→ DOCUMENT SECTION:
───

In final preparations for the college entrance exam slated for June 7 and 8, the government in Songyuan in northeastern Jilin Province has installed more than 800 cameras to monitor those taking tests in the city's 650 exam halls.

Songyuan had been in the spotlight following a series of exam cheating scandals last year, with 34 suspects detained for allegedly selling hi-tech devices to students to help them cheat during the make-or-break matriculation in June.

According to the Ministry of Education, 25 of the country's 31 provincial-level regions have set up inspection systems to monitor the exam venues on remote screens.

Telecommunications departments across the country will also send staff and equipment to help with the monitoring, the ministry said.

In northwest China's Ningxia Hui Autonomous Region, the staff monitoring students taking the tests will, for the first time, use metal detectors to check each student for electronic devices that might be used in cheating.

Further, the Ningxia regional exam institute said in a statement that the region was obliged to take steps to "combat high-tech cheating devices as modern communication technologies enable fast and convenient information transfers which are difficult to control."

In central China's Hunan Province, all exam halls will be covered by wireless network signal jammers while local police and wireless electricity departments will use wireless vehicle tracking equipment in the surrounding areas to seek out suspected signals.

In Fuzhou, capital city of southeast China's Fujian Province, workers of the provincial information bureau conducted a simulation drill on Friday to test suspected signals for use in cheating.

In central China's Hubei Province, the government equipped each exam hall with a clock and students will be banned from bringing mobile phones and watches into the hall during the test.

───

→ WHAT TO WORK ON:
Write the next part of the news report on anti-cheating measures for China's college entrance exam, starting after its last sentence. The material that follows is not needed here.

→ INFORMATION PROVIDED:
───

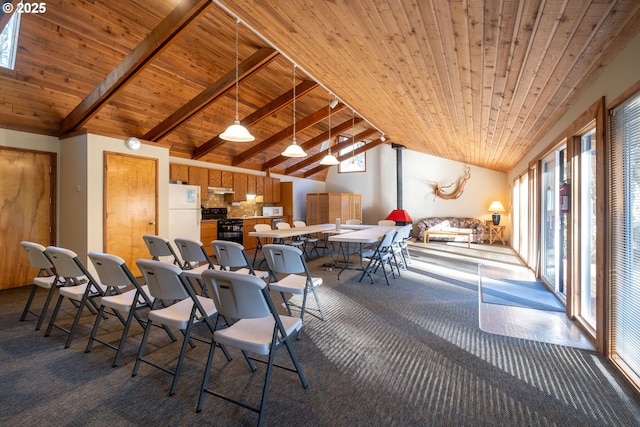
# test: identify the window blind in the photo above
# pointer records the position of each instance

───

→ ANSWER FOR THE TASK:
In east China's Shandong Province, the government will even provide stationery for students during the exam to prevent them from bringing any cheating device into the venue.

Dai Jiagan, director of the Education Ministry's exam center, said beginning in May the center began sending inspection groups to Henan, Anhui, Hunan, Hubei, Guangxi, Qinghai, Shandong and Jilin to supervise preparations for the annual test.

According to officials, local authorities are "well prepared technologically to curb cheating to the maximum extent," he said.

About 9.57 million high school students have registered to take the exam on June 7 and 8 this year, a slight decrease from last year.

Ministry of Education officials note that more than 68 percent of these students will be accepted into college, an increase of 7 percent over last year.

In a country where a college diploma can help secure a superior job, the annual college entrance test is considered decisive in determining a student's future career opportunities. As a result, the test has been repeatedly tainted by cheating scandals in the past.

A total of 2,219 candidates, or 0.023 percent of the 10.2 million students taking the college entrance exam, were discovered cheating last year, figures from the ministry indicated.